TASK: Which lines in the entries below contain the word "wooden"? Extract every one of them.

[Collection entries]
───

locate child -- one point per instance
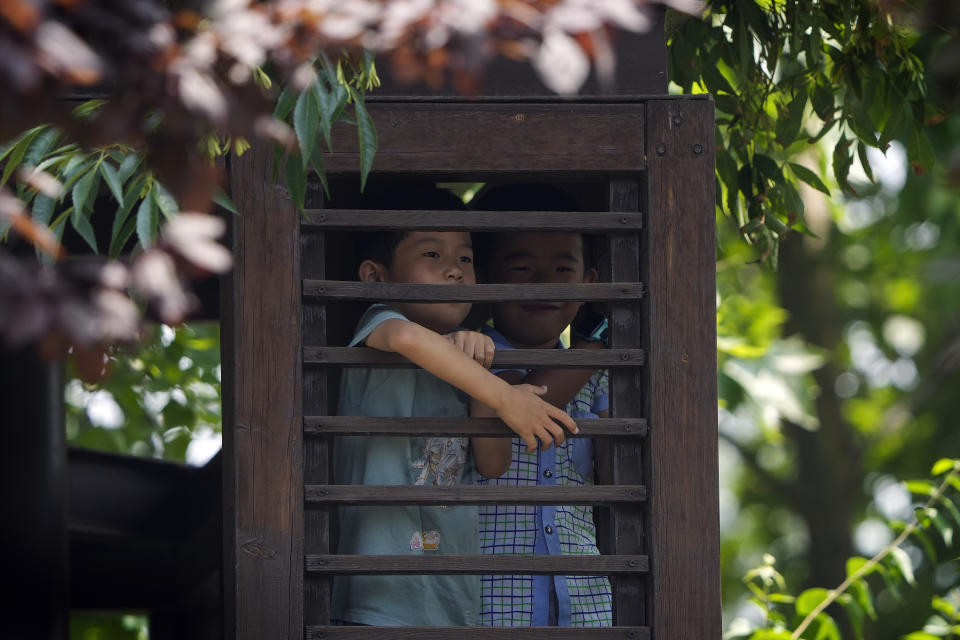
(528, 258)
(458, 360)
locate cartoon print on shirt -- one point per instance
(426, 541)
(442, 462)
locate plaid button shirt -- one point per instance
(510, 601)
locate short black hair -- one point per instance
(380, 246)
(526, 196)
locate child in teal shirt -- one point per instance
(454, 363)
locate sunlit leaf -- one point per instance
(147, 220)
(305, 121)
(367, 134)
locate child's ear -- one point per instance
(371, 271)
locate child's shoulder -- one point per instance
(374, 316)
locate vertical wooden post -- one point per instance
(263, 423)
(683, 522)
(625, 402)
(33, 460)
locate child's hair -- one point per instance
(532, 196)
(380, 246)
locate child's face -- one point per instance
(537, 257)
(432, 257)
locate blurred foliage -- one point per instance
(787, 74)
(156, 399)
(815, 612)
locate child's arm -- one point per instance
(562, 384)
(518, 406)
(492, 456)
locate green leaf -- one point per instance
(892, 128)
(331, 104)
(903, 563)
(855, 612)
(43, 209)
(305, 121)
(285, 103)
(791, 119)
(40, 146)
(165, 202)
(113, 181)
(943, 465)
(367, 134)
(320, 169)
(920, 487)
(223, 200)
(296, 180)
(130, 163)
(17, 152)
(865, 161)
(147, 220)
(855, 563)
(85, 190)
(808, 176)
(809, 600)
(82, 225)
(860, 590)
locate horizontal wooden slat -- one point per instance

───

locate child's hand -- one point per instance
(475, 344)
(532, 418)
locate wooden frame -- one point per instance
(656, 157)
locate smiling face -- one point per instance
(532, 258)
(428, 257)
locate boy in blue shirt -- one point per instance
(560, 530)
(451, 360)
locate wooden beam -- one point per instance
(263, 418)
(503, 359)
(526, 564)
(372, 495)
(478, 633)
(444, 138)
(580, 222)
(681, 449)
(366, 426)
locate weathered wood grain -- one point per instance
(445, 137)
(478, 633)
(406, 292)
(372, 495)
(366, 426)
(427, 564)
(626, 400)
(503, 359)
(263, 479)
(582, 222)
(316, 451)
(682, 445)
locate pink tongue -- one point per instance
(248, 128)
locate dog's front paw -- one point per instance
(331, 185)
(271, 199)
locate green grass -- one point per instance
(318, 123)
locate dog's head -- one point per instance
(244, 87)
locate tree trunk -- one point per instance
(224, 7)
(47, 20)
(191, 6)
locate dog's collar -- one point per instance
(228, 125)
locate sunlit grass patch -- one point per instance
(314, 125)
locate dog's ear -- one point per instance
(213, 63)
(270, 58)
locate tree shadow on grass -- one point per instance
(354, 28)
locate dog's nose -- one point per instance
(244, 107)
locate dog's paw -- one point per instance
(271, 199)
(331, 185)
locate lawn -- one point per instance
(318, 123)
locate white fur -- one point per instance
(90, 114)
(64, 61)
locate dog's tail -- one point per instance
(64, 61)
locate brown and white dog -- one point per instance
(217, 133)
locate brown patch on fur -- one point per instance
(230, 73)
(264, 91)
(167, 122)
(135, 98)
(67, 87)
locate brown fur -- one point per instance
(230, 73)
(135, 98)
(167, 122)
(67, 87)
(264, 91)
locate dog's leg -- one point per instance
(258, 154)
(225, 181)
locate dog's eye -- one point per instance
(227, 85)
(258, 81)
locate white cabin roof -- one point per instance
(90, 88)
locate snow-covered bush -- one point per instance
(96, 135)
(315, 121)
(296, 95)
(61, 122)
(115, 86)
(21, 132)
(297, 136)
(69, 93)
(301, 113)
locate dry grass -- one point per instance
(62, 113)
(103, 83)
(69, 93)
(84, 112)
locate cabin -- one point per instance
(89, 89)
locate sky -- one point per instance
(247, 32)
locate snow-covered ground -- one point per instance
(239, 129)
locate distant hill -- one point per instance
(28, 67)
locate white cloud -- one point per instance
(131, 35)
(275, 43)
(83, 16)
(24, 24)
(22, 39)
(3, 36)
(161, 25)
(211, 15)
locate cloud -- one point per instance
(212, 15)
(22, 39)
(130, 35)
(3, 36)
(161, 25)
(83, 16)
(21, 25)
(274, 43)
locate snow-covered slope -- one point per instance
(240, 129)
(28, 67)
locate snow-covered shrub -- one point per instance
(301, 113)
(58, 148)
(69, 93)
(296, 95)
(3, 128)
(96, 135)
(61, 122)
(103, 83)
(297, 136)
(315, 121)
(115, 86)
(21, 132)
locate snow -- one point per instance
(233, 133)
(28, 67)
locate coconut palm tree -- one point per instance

───

ANSWER:
locate vertical wooden post -- one point per instance
locate horizontal wooden slat -- one point per instance
locate wooden frame -- one point per instance
locate wooden beam -- one point per instance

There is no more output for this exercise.